Kutipan
+---+

Di SMA ini, ada tuntutan untuk menentukan konsep rumus sendiri, yang tidak
cuma satu. Ada banyak uji kompetensi yang perlu diselesaikan dengan metode
tersebut, juga mata pelajarannya tidak hanya anu atau itu. Well, ada
satu pelajaran wajib IPA yang masih masuk dalam toleransiku. Aku masih bisa
membayangkan bentuk bendanya seperti apa, kecepatannya bagaimana, frekuensi
bunyi, kapasitor, resistor, dan antek-anteknya.
Aku
juga masih bisa menelaah teori evolusi yang analogi, homologi, rekayasa
genetika, mutasi gen, dan kawan-kawannya itu. Tapi tidak dengan glikolisis,
tranpor elektron, asam piruvat, DNA, RNA, dan gengnya. Materi yang memelajari
partikel sehalus bahkan mungkin lebih kecil dibanding debu.
Apalagi
kimia. Aku angkat tangan. Malas sekali ya memelajari partikel sekecil itu, dan
juga butuh hafalan sedetail itu—bentuk molekul A atau B dengan rumusnya D2E
atau FG3 misalnya.

+---+

Materi Hasil Ekstraksi
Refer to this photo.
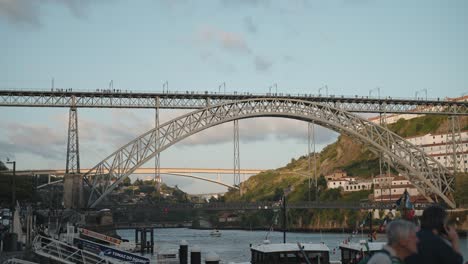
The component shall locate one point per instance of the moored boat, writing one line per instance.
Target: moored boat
(290, 253)
(215, 233)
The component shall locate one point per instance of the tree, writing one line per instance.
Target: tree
(127, 182)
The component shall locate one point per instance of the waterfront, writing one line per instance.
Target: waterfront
(233, 245)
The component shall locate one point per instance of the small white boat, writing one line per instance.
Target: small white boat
(290, 253)
(215, 233)
(353, 252)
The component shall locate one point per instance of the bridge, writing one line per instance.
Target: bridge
(432, 179)
(181, 172)
(216, 206)
(60, 172)
(196, 100)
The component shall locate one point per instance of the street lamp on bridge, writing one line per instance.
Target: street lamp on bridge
(378, 92)
(13, 191)
(326, 90)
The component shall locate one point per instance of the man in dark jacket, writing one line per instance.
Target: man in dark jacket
(432, 249)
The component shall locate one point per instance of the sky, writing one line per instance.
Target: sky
(353, 47)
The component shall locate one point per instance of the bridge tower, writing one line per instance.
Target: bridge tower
(157, 158)
(237, 181)
(454, 146)
(73, 181)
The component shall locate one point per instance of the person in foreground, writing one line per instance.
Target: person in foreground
(439, 242)
(402, 242)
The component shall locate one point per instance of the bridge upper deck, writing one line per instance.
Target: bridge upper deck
(105, 98)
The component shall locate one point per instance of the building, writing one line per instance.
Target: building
(391, 188)
(336, 175)
(350, 184)
(393, 118)
(439, 146)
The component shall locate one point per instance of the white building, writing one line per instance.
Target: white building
(385, 190)
(350, 184)
(438, 146)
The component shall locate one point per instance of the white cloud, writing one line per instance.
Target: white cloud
(229, 41)
(28, 12)
(262, 64)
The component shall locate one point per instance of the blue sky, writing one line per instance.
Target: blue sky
(350, 46)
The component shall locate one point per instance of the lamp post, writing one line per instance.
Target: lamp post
(13, 193)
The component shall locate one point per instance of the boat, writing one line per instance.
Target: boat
(215, 233)
(353, 252)
(290, 253)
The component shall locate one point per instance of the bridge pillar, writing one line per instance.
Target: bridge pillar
(73, 191)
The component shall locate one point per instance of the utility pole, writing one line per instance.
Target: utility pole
(13, 183)
(284, 218)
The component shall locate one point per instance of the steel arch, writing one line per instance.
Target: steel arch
(201, 178)
(429, 176)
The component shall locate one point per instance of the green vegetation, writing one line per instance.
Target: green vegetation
(346, 155)
(418, 126)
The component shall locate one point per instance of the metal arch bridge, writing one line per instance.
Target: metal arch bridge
(162, 173)
(106, 98)
(431, 178)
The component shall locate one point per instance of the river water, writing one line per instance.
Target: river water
(233, 245)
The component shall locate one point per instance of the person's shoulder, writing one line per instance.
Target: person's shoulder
(380, 258)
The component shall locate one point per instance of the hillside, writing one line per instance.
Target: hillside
(345, 154)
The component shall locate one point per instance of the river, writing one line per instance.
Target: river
(233, 245)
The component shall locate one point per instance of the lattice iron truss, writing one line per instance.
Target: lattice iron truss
(237, 180)
(454, 147)
(431, 178)
(73, 151)
(192, 100)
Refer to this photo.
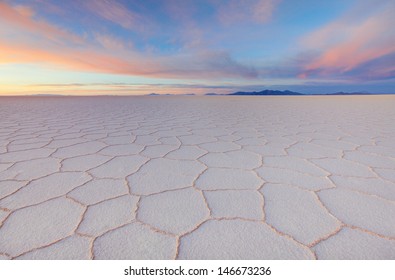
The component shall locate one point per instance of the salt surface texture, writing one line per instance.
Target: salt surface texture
(222, 177)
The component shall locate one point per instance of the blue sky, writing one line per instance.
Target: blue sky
(182, 46)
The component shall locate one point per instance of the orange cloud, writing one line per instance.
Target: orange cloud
(348, 43)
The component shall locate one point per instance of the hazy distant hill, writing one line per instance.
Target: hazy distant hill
(267, 92)
(348, 93)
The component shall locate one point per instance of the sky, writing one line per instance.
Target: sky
(120, 47)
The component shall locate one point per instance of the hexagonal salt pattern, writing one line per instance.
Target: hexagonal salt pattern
(134, 241)
(238, 239)
(197, 178)
(175, 211)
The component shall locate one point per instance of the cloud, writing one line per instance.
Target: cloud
(114, 11)
(46, 44)
(236, 11)
(20, 18)
(348, 44)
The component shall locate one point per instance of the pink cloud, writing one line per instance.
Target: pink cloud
(46, 44)
(350, 42)
(115, 12)
(258, 11)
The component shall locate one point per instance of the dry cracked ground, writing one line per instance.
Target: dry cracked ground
(197, 177)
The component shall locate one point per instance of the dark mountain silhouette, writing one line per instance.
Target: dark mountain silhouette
(267, 92)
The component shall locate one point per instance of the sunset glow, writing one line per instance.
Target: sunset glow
(138, 47)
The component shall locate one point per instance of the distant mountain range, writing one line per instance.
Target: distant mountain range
(268, 92)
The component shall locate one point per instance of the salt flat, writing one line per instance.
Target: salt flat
(197, 177)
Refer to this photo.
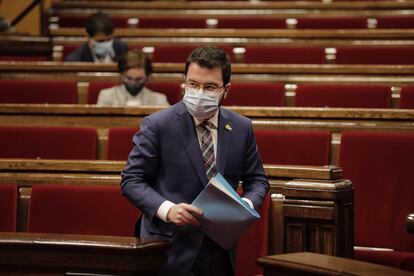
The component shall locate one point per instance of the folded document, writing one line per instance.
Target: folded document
(225, 214)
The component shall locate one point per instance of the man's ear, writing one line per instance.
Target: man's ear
(226, 90)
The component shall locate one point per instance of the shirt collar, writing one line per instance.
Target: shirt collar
(213, 120)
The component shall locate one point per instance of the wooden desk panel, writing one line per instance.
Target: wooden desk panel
(306, 263)
(58, 254)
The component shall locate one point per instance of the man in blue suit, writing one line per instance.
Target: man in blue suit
(167, 168)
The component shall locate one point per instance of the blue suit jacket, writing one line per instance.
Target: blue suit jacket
(166, 164)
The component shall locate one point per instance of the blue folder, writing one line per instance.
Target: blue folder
(225, 214)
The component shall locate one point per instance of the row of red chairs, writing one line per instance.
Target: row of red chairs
(70, 210)
(285, 54)
(308, 148)
(378, 164)
(246, 22)
(241, 94)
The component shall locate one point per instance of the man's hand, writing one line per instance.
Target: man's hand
(180, 214)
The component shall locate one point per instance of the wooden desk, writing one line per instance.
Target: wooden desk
(315, 199)
(58, 254)
(306, 263)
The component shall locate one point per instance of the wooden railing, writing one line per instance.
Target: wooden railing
(230, 5)
(363, 34)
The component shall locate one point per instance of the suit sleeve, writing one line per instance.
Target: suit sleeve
(255, 182)
(139, 178)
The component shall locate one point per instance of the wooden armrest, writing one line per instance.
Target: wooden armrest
(410, 223)
(60, 254)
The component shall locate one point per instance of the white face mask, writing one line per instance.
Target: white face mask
(103, 48)
(201, 104)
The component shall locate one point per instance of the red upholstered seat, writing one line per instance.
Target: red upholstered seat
(8, 207)
(172, 22)
(78, 21)
(380, 167)
(285, 54)
(48, 142)
(68, 49)
(120, 143)
(332, 22)
(78, 209)
(407, 97)
(24, 58)
(95, 87)
(247, 22)
(170, 88)
(343, 95)
(395, 22)
(38, 91)
(254, 243)
(284, 147)
(374, 55)
(255, 94)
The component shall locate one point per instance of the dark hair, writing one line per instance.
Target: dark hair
(211, 57)
(99, 23)
(135, 59)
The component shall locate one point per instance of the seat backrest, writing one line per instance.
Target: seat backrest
(407, 97)
(255, 94)
(380, 166)
(79, 21)
(332, 22)
(254, 243)
(48, 142)
(79, 209)
(120, 143)
(343, 95)
(68, 49)
(8, 207)
(243, 22)
(374, 55)
(285, 54)
(170, 88)
(38, 91)
(395, 21)
(286, 147)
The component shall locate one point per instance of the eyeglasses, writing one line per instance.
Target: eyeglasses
(133, 80)
(206, 87)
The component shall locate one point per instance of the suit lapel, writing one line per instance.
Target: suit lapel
(224, 138)
(188, 135)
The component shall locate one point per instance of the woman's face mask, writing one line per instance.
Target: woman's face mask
(133, 86)
(202, 104)
(102, 49)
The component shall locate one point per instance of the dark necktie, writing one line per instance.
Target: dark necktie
(207, 149)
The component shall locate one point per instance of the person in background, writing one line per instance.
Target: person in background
(175, 154)
(101, 46)
(135, 69)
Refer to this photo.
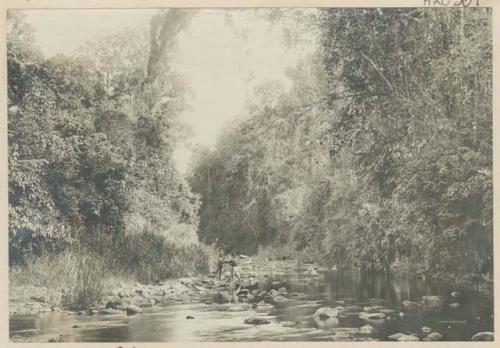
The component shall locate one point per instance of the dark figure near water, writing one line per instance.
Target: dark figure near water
(220, 264)
(234, 268)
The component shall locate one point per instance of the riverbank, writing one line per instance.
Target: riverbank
(278, 299)
(123, 294)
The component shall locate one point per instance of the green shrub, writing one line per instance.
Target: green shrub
(73, 278)
(150, 257)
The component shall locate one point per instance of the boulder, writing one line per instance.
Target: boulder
(367, 329)
(410, 304)
(280, 299)
(426, 329)
(110, 311)
(483, 336)
(396, 336)
(327, 312)
(408, 338)
(256, 321)
(371, 316)
(238, 307)
(273, 293)
(353, 308)
(434, 336)
(432, 301)
(372, 308)
(132, 310)
(221, 297)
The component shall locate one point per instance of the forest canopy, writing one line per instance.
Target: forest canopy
(378, 157)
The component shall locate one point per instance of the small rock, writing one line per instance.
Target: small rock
(110, 311)
(364, 315)
(57, 339)
(432, 301)
(483, 336)
(327, 312)
(131, 310)
(396, 336)
(408, 338)
(372, 308)
(434, 336)
(256, 321)
(280, 299)
(407, 303)
(426, 329)
(367, 329)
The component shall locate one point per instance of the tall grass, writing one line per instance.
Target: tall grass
(73, 278)
(150, 257)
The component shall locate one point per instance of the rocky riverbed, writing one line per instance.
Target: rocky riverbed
(280, 300)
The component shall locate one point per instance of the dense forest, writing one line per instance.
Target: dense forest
(378, 157)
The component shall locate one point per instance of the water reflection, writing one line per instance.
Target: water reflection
(291, 320)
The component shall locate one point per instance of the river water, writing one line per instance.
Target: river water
(291, 320)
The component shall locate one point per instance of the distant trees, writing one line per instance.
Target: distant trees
(91, 140)
(381, 154)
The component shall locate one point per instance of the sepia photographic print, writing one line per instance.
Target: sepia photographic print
(244, 174)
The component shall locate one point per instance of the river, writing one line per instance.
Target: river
(289, 320)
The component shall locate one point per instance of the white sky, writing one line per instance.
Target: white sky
(221, 69)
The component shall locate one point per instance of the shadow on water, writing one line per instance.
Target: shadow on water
(289, 320)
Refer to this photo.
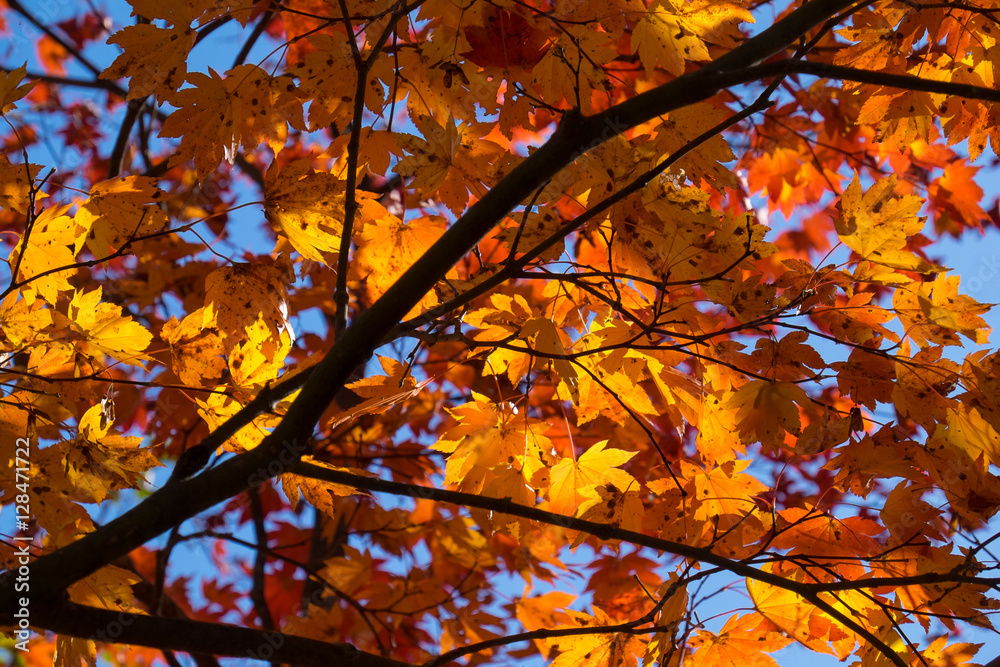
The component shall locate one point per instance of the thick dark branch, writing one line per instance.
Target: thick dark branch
(181, 634)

+---+

Arahan Singkat
Jawablah tiga pertanyaan berikut berdasarkan kutipan tentang pelajaran di SMA.
1. Apa yang dituntut untuk ditentukan sendiri di SMA ini?
2. Istilah apa saja dari teori evolusi yang disebut masih bisa ditelaah?
3. Rumus apa yang diberikan sebagai contoh dalam hafalan bentuk molekul?

Latihan Selesai
1. Konsep rumus sendiri, yang tidak cuma satu.
2. Analogi, homologi, rekayasa genetika, dan mutasi gen.
3. D2E atau FG3.